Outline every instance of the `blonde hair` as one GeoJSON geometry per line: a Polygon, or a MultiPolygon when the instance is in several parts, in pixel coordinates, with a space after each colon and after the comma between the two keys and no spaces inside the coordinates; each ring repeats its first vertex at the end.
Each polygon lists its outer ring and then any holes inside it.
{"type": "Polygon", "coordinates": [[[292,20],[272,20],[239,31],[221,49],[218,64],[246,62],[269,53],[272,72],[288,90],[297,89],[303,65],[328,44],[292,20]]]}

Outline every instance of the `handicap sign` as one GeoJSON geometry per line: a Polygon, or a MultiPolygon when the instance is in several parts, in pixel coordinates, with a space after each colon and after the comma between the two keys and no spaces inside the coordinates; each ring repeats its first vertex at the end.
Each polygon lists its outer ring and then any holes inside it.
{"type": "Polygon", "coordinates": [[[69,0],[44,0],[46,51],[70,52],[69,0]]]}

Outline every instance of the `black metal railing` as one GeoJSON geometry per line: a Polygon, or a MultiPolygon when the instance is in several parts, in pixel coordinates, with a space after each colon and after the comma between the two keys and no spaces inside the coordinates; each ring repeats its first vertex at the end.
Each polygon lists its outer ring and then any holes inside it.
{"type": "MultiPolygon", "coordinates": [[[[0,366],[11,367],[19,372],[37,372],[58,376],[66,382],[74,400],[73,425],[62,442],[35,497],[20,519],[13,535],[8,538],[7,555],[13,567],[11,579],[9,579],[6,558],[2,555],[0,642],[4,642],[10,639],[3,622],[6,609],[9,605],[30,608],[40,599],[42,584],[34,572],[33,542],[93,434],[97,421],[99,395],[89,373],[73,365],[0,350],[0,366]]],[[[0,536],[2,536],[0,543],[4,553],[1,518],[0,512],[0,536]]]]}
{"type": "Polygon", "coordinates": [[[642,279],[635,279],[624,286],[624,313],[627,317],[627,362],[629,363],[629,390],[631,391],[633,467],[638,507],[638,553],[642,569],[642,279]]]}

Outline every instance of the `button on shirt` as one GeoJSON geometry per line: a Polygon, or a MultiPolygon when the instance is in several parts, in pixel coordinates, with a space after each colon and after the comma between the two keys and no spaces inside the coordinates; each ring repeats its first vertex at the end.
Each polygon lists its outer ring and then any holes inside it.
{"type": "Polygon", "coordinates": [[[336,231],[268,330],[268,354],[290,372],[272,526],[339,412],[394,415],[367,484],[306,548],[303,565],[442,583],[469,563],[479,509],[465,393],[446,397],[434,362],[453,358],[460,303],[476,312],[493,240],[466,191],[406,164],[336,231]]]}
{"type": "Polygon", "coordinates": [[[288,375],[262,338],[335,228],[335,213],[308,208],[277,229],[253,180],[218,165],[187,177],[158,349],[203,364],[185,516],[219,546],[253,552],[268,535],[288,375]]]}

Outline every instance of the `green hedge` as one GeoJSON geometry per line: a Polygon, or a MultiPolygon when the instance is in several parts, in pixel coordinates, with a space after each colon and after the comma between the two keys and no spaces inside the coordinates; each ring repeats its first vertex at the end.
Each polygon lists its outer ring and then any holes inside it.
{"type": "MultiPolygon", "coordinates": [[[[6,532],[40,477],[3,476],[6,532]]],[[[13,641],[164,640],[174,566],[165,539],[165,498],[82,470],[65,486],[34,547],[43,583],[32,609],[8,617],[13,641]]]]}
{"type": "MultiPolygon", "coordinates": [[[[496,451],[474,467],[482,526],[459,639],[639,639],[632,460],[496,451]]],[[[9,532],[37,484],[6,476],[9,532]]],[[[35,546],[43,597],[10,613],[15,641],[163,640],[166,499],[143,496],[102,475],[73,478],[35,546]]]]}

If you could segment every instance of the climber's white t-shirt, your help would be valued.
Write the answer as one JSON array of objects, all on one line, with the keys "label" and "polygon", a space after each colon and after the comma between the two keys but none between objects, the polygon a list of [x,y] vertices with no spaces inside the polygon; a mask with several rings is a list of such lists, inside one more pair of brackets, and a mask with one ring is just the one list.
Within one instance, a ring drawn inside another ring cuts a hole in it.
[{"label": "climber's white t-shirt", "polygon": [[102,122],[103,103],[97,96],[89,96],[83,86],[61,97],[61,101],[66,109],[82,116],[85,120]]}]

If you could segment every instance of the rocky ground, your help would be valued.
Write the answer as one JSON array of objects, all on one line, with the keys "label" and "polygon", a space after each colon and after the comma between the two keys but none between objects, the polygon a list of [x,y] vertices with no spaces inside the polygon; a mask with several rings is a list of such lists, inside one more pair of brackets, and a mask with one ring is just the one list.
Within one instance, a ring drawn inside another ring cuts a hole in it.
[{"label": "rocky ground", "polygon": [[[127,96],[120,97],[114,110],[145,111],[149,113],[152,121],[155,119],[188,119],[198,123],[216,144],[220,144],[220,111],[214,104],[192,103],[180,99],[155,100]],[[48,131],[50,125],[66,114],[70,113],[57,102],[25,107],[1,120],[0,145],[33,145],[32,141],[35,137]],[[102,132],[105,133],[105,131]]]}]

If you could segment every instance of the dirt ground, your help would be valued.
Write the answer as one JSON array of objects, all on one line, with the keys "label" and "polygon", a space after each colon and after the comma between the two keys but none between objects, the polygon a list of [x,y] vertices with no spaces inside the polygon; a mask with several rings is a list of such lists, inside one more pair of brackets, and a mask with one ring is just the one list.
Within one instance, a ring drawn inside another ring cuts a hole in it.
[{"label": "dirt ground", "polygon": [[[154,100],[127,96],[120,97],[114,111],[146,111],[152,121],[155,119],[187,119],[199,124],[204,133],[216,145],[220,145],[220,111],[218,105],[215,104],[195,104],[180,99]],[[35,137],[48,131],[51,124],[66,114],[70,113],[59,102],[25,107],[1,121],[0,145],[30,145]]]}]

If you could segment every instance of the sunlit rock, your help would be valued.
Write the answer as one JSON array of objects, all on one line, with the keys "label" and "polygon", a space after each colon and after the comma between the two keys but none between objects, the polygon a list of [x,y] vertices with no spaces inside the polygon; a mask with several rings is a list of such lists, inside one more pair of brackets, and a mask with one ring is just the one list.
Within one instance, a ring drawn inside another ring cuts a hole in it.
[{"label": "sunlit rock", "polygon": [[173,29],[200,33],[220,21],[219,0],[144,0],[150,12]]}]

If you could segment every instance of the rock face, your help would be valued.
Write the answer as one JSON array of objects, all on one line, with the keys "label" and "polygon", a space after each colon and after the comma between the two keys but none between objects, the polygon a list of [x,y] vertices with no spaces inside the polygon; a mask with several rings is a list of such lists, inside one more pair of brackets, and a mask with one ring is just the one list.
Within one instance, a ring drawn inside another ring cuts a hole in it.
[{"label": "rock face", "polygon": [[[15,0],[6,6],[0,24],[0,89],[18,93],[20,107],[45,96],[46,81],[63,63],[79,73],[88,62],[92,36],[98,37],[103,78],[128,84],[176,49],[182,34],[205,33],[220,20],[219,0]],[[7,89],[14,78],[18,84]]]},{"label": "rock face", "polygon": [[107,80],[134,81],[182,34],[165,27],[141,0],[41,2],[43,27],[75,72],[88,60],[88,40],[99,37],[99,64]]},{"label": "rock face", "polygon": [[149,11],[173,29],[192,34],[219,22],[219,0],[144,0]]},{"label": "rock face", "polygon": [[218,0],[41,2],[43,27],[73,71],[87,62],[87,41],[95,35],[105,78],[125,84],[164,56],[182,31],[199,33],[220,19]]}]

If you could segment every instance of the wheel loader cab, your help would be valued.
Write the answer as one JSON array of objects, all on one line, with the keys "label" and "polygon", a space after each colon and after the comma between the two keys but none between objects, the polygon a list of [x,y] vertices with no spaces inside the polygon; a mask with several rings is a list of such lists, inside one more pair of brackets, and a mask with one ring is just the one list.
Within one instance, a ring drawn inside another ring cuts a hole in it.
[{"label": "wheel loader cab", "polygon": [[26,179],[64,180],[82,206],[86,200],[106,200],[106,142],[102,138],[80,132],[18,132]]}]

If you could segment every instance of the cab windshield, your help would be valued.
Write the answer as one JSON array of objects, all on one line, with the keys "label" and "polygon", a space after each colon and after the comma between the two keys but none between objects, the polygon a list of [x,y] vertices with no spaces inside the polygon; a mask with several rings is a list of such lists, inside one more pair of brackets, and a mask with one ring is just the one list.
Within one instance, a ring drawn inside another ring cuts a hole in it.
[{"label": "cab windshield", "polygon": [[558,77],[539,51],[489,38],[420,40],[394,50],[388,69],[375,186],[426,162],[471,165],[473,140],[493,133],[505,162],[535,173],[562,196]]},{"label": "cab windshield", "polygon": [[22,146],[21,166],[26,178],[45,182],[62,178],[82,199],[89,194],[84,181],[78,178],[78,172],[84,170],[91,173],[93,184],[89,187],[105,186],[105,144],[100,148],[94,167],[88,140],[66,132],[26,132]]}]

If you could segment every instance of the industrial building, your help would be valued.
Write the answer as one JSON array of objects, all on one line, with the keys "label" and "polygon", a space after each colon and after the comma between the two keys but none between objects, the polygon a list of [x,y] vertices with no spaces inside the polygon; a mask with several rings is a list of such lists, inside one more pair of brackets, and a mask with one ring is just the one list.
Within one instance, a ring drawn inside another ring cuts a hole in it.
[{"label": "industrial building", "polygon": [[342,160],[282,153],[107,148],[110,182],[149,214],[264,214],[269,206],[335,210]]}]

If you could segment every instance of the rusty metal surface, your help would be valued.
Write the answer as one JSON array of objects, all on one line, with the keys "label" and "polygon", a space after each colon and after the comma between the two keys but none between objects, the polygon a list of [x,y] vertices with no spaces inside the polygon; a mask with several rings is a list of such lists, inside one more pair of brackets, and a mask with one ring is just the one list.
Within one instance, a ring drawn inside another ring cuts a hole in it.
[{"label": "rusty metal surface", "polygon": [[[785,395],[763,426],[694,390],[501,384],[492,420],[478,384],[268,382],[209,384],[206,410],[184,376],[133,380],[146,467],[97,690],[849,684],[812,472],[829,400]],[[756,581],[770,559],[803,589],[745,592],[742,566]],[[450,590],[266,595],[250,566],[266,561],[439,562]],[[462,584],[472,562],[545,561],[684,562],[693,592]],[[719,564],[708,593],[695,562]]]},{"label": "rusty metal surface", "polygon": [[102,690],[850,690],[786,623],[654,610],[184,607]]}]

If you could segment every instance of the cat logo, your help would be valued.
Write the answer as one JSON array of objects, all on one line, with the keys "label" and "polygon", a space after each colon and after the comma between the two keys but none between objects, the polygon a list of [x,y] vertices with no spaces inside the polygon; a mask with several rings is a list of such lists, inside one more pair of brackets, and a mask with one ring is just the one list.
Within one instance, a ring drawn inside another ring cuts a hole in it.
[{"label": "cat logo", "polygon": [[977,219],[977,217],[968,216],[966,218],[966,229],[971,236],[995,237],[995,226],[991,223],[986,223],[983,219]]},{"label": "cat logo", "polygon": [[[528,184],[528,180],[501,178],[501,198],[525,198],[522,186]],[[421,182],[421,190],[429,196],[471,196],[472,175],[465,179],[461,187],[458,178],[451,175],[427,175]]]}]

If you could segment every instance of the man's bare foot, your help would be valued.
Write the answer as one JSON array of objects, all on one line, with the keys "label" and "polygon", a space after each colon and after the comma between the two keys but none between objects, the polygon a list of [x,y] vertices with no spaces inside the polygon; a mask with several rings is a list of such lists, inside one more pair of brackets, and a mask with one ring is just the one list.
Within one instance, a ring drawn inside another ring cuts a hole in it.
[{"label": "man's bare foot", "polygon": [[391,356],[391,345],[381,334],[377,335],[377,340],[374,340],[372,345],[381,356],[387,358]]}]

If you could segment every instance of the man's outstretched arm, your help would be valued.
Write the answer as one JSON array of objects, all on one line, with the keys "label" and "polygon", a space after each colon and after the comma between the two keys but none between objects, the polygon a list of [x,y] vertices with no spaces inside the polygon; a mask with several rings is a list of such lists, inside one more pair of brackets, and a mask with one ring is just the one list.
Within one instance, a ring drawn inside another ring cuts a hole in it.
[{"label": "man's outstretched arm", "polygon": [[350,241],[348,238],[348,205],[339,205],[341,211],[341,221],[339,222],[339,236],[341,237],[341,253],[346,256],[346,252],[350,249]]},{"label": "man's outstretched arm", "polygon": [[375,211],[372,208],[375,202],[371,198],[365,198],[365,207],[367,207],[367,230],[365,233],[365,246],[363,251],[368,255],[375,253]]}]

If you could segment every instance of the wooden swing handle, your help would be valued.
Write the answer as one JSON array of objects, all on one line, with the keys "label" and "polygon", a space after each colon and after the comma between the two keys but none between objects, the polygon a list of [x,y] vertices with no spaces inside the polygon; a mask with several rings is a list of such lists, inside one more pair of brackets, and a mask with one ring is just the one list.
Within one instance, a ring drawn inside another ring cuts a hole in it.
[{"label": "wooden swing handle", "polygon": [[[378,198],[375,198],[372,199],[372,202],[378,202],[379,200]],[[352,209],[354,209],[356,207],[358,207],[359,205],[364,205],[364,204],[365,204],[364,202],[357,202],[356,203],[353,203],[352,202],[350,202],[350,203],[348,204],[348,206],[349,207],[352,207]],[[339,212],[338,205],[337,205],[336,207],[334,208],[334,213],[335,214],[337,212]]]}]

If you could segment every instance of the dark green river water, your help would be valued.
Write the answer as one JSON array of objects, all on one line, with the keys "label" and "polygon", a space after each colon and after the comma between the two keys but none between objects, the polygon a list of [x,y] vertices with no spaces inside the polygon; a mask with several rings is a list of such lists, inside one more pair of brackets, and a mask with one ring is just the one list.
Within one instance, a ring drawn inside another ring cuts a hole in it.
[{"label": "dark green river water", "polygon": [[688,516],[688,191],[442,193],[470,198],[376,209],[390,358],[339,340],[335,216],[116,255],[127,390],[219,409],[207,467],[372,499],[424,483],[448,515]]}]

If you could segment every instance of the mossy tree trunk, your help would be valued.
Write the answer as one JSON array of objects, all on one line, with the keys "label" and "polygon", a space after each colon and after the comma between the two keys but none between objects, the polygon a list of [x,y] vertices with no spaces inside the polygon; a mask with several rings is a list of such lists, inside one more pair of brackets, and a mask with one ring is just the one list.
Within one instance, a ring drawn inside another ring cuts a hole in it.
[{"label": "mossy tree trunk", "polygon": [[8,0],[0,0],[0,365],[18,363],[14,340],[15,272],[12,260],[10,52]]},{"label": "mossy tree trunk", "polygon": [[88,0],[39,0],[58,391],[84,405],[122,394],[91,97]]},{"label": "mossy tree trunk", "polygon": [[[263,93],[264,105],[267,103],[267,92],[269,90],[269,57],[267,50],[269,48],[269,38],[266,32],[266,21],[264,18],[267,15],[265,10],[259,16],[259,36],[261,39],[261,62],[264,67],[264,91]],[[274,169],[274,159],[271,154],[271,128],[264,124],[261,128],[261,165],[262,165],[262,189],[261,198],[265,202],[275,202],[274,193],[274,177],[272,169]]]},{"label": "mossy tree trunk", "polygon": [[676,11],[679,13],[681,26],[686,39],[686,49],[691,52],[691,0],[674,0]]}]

______________________________

> **Written exercise**
Copy out in full every line of the rows above that contains the string "foot".

> **Reply**
If you could segment every instance of the man's bare foot, your help would be valued.
[{"label": "man's bare foot", "polygon": [[391,356],[391,345],[381,334],[377,335],[377,340],[374,340],[372,345],[381,356],[387,358]]}]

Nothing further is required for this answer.